In genere ci si organizza per una vacanza al mare preparando una lista di oggetti indispensabili per affrontare i 15 tanto desiderati giorni di sole.
Ci si propone un’abbronzatura impeccabile, ozio sfrenato sul lettino, bibite fresche, buona frutta, letture a volontà, gossip d’ordinanza e magari nuove ed interessanti conoscenze.
Tutto questo accade quando chi decide di prenotare una vacanza è una persona normale, intendendo col termine normalità, il turista vacanziero medio, quello che con la propria famigliola standard: un paio di bimbi, una moglie ed un mutuo sulla casa, decide a metà anno di fare qualche sacrificio, ma di portare l’allegra combricola a friggere sotto il sole nord africano. Che in settembre è ancora bello tosto.
Io però non sono una persona normale.
La mia lista non prevedeva costume da bagno, crema solare protezione totale, infradito brasiliane e riviste patinate tutte tette e flirt estivi.
Nella mia valigia trovano generalmente posto sacchetti da campionatura, scatole a chiusura ermetica, pinze da dissezione, coltello Latherman multiuso, taccuino Moleskine, 3 matite, una penna, macchina fotografica, scarpe da trekking e tanta, tanta voglia di avventura naturalistica.
Certo, trovare l’adrenalina pura in un villaggio turistico è tutta un’impresa, però, lontano dagli occhi indiscreti della propria moglie, convinta di passare 15gg di condivisione pargoli e convivenza strettissima sulla spiaggia, prima di partire si può facilmente fingere di voler staccare da tutto e da tutti, lasciando a casa il MacBook o l’Ipad, e avvalendosi di un solo poverissimo telefonino da sms.

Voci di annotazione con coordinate

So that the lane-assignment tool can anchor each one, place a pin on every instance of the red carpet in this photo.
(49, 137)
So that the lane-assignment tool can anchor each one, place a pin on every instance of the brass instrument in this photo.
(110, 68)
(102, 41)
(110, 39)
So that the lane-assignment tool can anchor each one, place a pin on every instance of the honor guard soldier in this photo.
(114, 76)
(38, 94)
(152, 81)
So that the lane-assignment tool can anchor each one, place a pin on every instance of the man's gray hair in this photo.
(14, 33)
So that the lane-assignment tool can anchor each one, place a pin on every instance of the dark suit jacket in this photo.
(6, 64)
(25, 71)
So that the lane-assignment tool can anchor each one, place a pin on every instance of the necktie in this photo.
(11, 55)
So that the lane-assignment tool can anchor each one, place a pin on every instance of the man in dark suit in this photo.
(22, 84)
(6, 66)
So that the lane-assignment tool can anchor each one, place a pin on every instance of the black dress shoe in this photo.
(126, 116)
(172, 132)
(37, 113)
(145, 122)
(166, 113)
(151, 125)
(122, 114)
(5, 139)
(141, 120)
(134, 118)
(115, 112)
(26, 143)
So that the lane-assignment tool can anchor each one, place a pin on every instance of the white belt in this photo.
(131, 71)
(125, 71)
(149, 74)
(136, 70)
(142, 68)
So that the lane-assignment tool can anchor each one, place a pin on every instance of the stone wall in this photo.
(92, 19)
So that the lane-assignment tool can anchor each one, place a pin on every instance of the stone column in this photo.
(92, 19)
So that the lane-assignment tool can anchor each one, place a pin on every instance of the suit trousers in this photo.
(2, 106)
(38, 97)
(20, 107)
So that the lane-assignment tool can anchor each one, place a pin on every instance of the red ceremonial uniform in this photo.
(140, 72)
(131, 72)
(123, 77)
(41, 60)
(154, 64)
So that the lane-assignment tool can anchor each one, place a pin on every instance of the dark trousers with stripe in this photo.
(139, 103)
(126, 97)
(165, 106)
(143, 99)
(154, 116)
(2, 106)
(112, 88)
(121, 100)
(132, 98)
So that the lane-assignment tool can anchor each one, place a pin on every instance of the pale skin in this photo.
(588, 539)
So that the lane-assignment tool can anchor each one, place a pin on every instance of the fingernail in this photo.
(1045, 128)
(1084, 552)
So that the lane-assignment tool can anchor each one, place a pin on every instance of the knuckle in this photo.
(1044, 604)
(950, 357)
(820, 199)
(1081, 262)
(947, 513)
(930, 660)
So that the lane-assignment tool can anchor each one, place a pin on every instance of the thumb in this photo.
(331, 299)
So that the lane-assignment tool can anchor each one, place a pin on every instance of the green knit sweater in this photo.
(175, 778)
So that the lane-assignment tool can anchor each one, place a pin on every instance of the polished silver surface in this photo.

» RICHIESTA
Prosegui, per favore, il racconto sulla vacanza al mare a partire dall'ultima frase riportata.

» RISULTATO ESERCIZIO
L’avventuriero però non riesce a partire allo sbaraglio, ha sempre bisogno di un piano organizzativo di ricerca e di sopravvivenza: fotografie aeree della zona, immagini 3D delle principali attrazioni archeologiche nel raggio di 100km, pubblicazioni scientifiche delle stratigrafie rocciose dell’area in esame e guida naturalistica della flora e della fauna del Mediterraneo.
Poi, l’istinto e l’esperienza del viaggiatore completano l’opera organizzativa che, sacrificando i primi tre giorni di vacanza con l’insospettabile e incondivisibile osservazione territoriale, permetterà di preparare le escursioni mirate finalizzate al recupero dei reperti.
In genere il naturalista complessato (collezionista), costruisce una lista di oggetti da ricercare che generalmente hanno in essa un ordine gerarchico di importanza e di probabilità d’essere trovati.
Per esempio, la mia lista, prima della partenza per la Tunisia, era così composta (dal reperto più comune e meno ambito al più desiderato e raro):

  1. conchiglie attuali ordinarie;
  2. conchiglie esteticamente apprezzabili;
  3. rosa del deserto;
  4. gasteropodi attuali di grandi dimensioni;
  5. fossili;
  6. fossili interessanti di aspetto apprezzabile;
  7. fossili belli, rari e paleontologicamente significativi;
  8. resti (fossili o attuali) di cheloni;
  9.  cranio di tartaruga marina.

Naturalmente la lista naturalistica non viene mai scritta, essa è perennemente impressa all’interno del cranio del collezionista, dove soltanto il proprio cervello può leggerla e rileggerla rendendola indelebile.
Anche i più grandi ottimisti però, di fronte ad una gabbia dorata come un villaggio turistico, vacillano nella consapevolezza che difficilmente riusciranno a superare la metà dell’elenco. Probabilmente ci si dovrà accontentare di ciò che passa in convento nei frangenti di libertà condizionata nel Club, quando rivenditori rigorosamente abusivi faranno il loro ingresso in spiaggia per proporre le ricchezze naturalistiche della regione.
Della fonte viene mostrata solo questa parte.